[Start of Supplied data]

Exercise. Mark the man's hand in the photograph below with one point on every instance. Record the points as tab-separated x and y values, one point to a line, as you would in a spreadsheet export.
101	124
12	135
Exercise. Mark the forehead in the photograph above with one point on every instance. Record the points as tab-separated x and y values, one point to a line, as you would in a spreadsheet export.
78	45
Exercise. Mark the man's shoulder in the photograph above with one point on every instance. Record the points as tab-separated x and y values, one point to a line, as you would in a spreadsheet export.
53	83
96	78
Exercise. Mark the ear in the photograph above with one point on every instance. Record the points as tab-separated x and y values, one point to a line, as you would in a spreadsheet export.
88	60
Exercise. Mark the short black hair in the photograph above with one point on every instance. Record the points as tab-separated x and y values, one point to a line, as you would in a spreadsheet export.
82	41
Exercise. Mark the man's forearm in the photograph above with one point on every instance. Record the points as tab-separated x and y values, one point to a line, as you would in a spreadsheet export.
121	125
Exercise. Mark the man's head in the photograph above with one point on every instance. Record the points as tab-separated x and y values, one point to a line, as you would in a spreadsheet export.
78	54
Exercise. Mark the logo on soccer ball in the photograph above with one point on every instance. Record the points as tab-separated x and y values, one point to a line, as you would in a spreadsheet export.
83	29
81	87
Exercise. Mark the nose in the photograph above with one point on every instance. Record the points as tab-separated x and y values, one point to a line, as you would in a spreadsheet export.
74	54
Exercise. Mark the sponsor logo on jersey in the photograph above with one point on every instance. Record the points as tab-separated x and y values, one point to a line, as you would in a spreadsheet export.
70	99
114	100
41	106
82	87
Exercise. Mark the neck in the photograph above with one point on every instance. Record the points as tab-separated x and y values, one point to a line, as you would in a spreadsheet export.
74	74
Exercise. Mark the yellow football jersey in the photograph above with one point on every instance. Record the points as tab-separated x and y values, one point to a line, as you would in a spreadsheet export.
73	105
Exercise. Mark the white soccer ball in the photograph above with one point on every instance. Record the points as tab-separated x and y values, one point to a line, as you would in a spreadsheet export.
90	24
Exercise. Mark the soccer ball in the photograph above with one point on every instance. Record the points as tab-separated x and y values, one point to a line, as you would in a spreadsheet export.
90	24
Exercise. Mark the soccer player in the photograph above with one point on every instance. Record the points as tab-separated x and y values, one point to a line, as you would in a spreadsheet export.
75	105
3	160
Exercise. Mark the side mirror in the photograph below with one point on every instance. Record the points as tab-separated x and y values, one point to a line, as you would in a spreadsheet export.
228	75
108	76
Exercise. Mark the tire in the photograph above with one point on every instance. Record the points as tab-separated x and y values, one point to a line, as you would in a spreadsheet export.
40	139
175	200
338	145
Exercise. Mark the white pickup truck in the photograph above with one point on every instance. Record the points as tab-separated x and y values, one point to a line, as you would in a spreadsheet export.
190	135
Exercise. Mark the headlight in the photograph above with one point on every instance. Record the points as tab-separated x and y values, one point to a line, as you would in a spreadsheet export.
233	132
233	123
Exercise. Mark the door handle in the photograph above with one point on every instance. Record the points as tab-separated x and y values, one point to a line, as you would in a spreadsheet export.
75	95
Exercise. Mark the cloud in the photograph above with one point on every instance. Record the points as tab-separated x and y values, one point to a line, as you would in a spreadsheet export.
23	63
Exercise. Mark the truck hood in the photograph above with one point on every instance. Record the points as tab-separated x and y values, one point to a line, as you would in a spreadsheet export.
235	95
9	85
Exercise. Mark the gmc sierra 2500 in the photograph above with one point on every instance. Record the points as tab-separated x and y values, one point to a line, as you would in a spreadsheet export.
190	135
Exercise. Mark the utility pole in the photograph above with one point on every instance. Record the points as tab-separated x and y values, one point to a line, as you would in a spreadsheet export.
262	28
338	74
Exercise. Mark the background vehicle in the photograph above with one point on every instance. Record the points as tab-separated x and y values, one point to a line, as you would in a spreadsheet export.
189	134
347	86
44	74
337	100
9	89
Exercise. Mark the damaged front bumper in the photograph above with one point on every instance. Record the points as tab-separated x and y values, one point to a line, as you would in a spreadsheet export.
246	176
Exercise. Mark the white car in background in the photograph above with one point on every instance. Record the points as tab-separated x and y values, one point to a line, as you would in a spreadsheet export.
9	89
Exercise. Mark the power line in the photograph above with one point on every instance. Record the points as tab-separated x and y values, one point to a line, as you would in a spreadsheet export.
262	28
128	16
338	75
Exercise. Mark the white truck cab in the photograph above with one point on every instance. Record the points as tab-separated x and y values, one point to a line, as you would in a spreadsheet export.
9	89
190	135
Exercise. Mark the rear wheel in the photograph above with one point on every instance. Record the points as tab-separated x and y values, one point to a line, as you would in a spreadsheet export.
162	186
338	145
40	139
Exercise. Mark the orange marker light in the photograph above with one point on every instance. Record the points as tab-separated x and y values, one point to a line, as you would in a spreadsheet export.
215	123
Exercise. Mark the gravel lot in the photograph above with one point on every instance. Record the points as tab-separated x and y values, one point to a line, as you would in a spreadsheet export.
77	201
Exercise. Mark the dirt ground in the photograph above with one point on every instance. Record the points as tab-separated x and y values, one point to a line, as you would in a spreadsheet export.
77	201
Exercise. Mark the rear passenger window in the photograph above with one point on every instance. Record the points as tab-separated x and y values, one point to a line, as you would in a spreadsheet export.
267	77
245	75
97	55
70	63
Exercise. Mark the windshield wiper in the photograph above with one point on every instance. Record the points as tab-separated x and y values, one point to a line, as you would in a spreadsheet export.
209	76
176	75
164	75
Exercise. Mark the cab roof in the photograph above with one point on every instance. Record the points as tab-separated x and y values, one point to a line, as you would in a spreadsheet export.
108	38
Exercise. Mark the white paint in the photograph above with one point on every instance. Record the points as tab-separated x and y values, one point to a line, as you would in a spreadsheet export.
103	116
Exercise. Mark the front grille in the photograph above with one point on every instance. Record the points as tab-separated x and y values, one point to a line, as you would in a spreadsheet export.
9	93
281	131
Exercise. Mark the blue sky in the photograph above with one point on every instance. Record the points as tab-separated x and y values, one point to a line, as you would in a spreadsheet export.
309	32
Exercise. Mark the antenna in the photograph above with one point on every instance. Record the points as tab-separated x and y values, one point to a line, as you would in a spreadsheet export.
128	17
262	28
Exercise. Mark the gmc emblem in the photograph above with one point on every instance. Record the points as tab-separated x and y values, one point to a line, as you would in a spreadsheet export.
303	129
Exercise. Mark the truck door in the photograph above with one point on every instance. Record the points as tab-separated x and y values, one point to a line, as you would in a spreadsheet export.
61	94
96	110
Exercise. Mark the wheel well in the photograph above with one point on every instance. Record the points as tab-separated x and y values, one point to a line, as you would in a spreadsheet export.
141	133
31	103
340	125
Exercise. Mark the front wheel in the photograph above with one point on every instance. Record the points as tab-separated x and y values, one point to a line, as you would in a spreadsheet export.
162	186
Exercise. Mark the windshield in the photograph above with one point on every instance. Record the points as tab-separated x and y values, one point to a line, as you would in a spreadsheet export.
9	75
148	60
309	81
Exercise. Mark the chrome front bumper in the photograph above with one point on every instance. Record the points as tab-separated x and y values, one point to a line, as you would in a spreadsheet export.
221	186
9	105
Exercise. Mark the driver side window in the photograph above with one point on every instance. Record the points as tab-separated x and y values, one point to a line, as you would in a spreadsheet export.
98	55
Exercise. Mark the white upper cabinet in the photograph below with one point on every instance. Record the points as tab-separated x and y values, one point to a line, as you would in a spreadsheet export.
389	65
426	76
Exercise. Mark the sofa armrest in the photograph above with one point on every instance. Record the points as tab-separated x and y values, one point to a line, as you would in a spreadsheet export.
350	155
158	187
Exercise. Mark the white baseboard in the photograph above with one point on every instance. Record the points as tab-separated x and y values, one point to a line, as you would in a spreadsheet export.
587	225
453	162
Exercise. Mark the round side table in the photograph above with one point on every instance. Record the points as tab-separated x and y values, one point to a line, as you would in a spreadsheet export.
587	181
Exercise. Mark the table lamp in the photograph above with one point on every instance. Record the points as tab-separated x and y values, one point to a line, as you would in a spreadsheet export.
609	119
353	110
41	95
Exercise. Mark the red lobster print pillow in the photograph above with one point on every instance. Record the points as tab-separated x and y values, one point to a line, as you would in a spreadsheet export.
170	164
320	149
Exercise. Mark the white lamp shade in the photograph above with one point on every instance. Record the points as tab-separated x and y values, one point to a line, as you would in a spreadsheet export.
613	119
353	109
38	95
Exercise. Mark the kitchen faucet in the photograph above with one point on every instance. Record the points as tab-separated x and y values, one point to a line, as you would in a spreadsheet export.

[End of Supplied data]

Work instructions
Output exactly the lines between the one containing "Exercise. Mark the red" and the final line above, both inclusive.

Solution to this task
Exercise. Mark the red lobster print pillow in the photograph above with one point on every instance. Record the points as tab-separated x and y values, one point to a line, as you would in a spreadsheet export.
170	164
320	149
Exercise. Mark the white lamp shade in the photograph above with one point on every instance. Record the points as tab-separated x and y values, one point to a line, as you would in a spreadsheet export.
613	119
353	109
38	95
Exercise. Mark the kitchen faucet in the photograph above with one point on every instance. Record the points as tab-separated x and y values, one point to a line, as you would in a spreadsheet export.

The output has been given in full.